Exercise prompt: In the text on turning an od hex dump back into a file, update the part from "64 65 76 2f" up to and including "of identical bytes." by changing "tarball" to "archive".

Text excerpt:
By the following way I convert a simple binary file into a text file

od –t x1 Check.tar | cut –c8- > Check.txt

Which gives a content similar to:

 64 65 76 2f 6e 75 6c 6c 00 00 00 00 00 00 00 00
 00 00 00 00 00 00 00 00 00 00 00 00 00 00 00 00

What is the opposite way to convert the Check.txt to Check.tar as the original file

  • 1
    Maybe xxd -r -p Check.txt > Check.tar – cuonglm May 26 '15 at 9:13
  • its still text file , isnt work – maihabunash May 26 '15 at 9:17
  • What leads you to believe it's still a text file? xxd -r -p is the exact reverse of the od conversion you did; the output of cuonglm's command should be strictly identical to the original tarball. – Stephen Kitt May 26 '15 at 9:24
  • xxd -r -p Check.txt > Check.tar ..... file Check.tar Check.tar: ascii text – maihabunash May 26 '15 at 9:26
  • I also try this - tar xvf Check.tar tar: directory checksum error – maihabunash May 26 '15 at 9:28
od -An -vtx1 Check.tar > Check.txt

You need -v or od will condense sequences of identical bytes.

[Entries from a dataset]
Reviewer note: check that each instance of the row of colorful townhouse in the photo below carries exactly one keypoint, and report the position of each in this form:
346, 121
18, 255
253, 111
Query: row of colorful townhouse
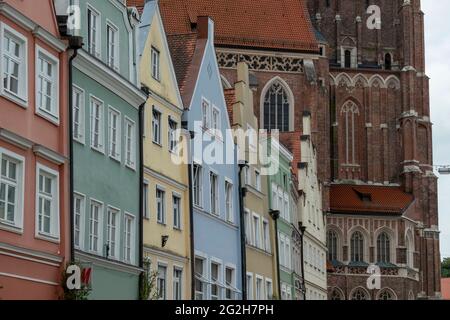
111, 167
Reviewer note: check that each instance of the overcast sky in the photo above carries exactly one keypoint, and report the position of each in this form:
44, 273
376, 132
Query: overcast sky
437, 34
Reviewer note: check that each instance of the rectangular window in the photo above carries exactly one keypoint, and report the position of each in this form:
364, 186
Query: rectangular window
259, 288
160, 206
94, 32
198, 185
266, 235
200, 279
14, 62
256, 231
269, 289
155, 64
249, 286
112, 233
214, 184
78, 114
162, 282
177, 283
215, 281
129, 238
97, 136
47, 202
78, 227
114, 134
156, 126
229, 201
95, 227
145, 205
11, 189
257, 180
205, 114
47, 80
230, 280
172, 135
112, 54
130, 144
176, 212
248, 227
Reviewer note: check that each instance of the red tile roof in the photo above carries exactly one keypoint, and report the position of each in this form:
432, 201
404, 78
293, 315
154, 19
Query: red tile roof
445, 288
260, 24
368, 199
230, 99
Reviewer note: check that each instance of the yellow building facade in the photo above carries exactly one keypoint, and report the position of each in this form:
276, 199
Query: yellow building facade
166, 236
261, 265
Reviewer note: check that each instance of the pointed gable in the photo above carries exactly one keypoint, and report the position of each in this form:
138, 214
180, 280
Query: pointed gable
153, 37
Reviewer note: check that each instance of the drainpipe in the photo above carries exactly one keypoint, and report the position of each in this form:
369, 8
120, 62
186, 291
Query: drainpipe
275, 214
242, 194
302, 232
75, 43
184, 126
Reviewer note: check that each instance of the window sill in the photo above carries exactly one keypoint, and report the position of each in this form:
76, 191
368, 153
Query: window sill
47, 237
48, 116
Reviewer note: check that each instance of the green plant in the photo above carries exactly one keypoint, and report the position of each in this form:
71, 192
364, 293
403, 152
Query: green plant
73, 294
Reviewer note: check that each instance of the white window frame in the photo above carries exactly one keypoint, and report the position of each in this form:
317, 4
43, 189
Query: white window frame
129, 217
214, 196
19, 160
116, 45
259, 295
21, 98
112, 111
146, 199
82, 214
52, 114
116, 213
98, 27
80, 137
155, 63
54, 233
131, 162
178, 282
161, 219
229, 199
179, 211
250, 286
100, 206
101, 129
256, 230
156, 126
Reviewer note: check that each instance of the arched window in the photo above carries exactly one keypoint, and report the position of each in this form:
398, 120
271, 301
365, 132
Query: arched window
349, 114
348, 59
332, 245
357, 247
388, 61
336, 295
276, 108
386, 295
359, 294
383, 248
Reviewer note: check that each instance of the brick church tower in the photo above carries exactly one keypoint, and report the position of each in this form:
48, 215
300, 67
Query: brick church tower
381, 148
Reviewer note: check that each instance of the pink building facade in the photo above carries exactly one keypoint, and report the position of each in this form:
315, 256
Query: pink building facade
34, 166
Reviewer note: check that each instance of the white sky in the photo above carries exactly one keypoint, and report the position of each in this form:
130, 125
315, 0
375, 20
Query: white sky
437, 35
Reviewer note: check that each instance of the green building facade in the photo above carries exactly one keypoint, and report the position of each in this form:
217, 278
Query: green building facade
106, 161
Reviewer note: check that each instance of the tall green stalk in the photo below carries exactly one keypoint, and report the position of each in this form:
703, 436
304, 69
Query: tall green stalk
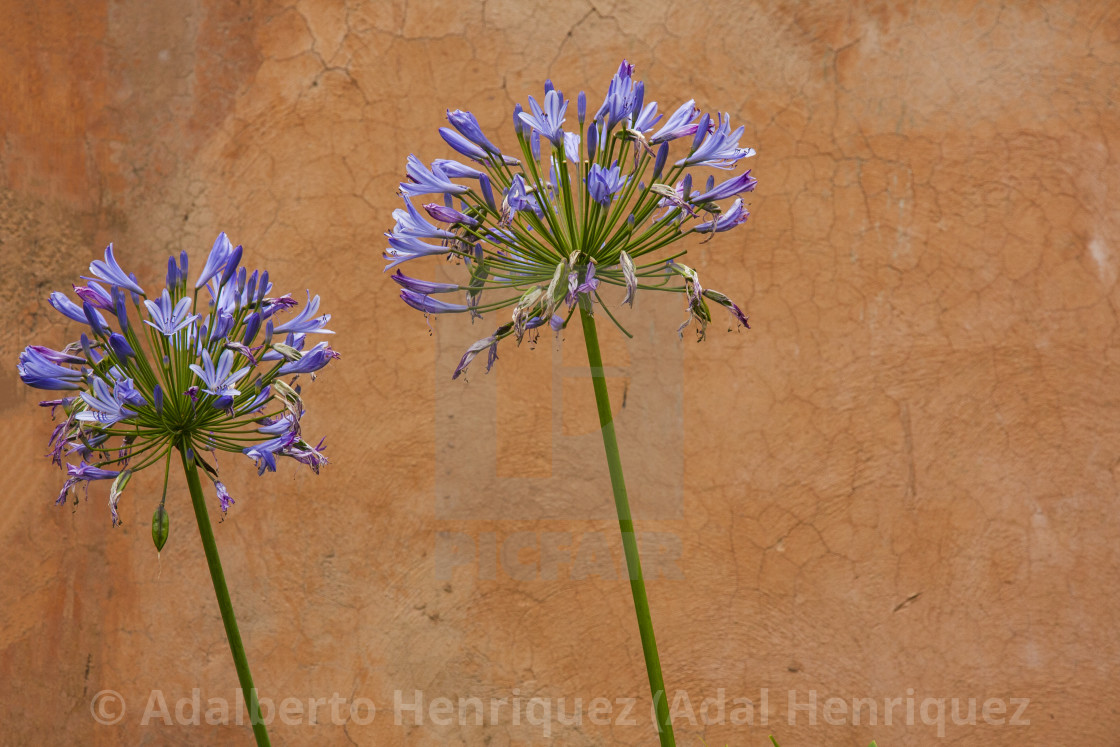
626, 525
244, 677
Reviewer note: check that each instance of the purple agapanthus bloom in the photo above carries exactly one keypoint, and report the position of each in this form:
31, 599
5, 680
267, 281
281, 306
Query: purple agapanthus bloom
425, 287
445, 214
40, 367
105, 405
727, 221
218, 379
71, 309
306, 320
413, 225
201, 384
223, 496
719, 149
112, 273
457, 170
462, 145
402, 249
82, 473
605, 183
588, 213
428, 305
216, 260
94, 295
170, 319
429, 181
310, 362
730, 188
547, 120
680, 123
621, 96
467, 125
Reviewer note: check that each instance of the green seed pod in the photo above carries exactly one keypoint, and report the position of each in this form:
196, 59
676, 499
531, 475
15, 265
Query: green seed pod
159, 528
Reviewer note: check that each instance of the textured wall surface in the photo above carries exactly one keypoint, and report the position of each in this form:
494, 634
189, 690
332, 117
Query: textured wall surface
902, 483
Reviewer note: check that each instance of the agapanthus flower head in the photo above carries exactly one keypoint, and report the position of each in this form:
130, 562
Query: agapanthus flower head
591, 207
201, 375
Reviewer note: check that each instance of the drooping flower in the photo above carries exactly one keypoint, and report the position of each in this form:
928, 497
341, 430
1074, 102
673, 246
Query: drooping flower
587, 211
169, 319
719, 149
427, 181
547, 120
196, 376
605, 183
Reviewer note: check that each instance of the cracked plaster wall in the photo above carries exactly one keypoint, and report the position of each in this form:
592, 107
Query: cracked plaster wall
904, 476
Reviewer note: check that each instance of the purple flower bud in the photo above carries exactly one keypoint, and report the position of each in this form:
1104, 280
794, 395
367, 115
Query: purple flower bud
93, 319
122, 313
701, 131
224, 498
87, 348
95, 296
173, 272
462, 145
659, 164
120, 346
423, 287
467, 125
487, 190
449, 214
231, 265
427, 305
252, 326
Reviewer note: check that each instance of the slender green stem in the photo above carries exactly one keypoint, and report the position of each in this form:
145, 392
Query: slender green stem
244, 677
626, 524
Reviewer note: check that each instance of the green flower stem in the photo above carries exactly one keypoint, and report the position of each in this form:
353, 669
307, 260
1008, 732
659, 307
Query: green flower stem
626, 524
244, 677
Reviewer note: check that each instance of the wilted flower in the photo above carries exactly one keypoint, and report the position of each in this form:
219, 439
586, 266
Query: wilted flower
541, 233
197, 375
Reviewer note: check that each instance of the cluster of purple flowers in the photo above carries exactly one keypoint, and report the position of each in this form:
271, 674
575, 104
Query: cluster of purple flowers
542, 232
202, 367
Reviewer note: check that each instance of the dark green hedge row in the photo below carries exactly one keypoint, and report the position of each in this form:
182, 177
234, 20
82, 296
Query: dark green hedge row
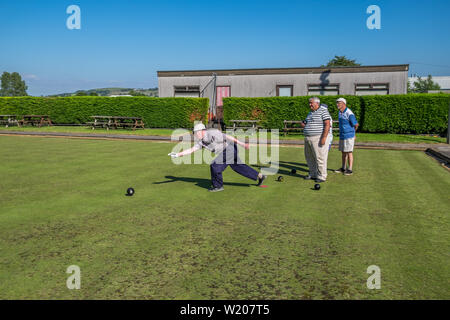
413, 113
156, 112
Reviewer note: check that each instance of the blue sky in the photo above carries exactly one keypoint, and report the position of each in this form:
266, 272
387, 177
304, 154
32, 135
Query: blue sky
124, 43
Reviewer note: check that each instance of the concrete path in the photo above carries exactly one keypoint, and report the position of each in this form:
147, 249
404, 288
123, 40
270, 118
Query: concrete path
437, 148
440, 152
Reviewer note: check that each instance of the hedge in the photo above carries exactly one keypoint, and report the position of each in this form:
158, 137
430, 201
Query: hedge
156, 112
412, 113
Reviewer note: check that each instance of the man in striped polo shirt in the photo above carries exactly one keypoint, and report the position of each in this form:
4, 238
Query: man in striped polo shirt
317, 140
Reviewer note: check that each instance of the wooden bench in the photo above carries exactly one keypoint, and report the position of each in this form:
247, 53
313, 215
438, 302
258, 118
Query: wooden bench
128, 122
8, 119
237, 124
35, 120
294, 125
100, 122
116, 122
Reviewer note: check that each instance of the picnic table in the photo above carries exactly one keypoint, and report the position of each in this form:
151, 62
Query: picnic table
8, 119
294, 125
116, 122
33, 119
237, 124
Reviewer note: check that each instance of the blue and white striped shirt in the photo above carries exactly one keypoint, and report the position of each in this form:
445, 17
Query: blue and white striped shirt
314, 121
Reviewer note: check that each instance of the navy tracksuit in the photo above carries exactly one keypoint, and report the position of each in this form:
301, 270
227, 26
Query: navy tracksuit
230, 157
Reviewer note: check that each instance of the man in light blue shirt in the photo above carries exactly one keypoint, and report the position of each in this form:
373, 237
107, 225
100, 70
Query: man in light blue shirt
347, 132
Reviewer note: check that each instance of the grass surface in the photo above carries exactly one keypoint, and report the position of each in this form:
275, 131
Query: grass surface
63, 203
361, 137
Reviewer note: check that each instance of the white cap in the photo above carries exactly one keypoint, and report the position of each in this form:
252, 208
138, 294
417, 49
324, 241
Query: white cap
199, 127
342, 100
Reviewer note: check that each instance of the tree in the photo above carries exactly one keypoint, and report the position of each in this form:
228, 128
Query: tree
424, 85
12, 85
342, 61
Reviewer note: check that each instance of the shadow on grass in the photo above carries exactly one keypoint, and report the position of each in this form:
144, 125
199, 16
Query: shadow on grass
287, 167
202, 183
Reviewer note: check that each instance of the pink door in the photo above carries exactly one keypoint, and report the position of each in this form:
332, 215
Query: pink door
222, 92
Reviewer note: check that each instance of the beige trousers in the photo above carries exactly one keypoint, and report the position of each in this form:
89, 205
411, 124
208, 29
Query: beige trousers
317, 156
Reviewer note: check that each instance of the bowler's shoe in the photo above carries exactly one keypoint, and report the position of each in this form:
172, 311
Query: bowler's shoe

Exercise result:
64 65 76 2f 6e 75 6c 6c 00 00 00 00 00 00 00 00
 00 00 00 00 00 00 00 00 00 00 00 00 00 00 00 00

What is the opposite way to convert the Check.txt to Check.tar as the original file

  • 1
    Maybe xxd -r -p Check.txt > Check.tar – cuonglm May 26 '15 at 9:13
  • its still text file , isnt work – maihabunash May 26 '15 at 9:17
  • What leads you to believe it's still a text file? xxd -r -p is the exact reverse of the od conversion you did; the output of cuonglm's command should be strictly identical to the original archive. – Stephen Kitt May 26 '15 at 9:24
  • xxd -r -p Check.txt > Check.tar ..... file Check.tar Check.tar: ascii text – maihabunash May 26 '15 at 9:26
  • I also try this - tar xvf Check.tar tar: directory checksum error – maihabunash May 26 '15 at 9:28
od -An -vtx1 Check.tar > Check.txt

You need -v or od will condense sequences of identical bytes.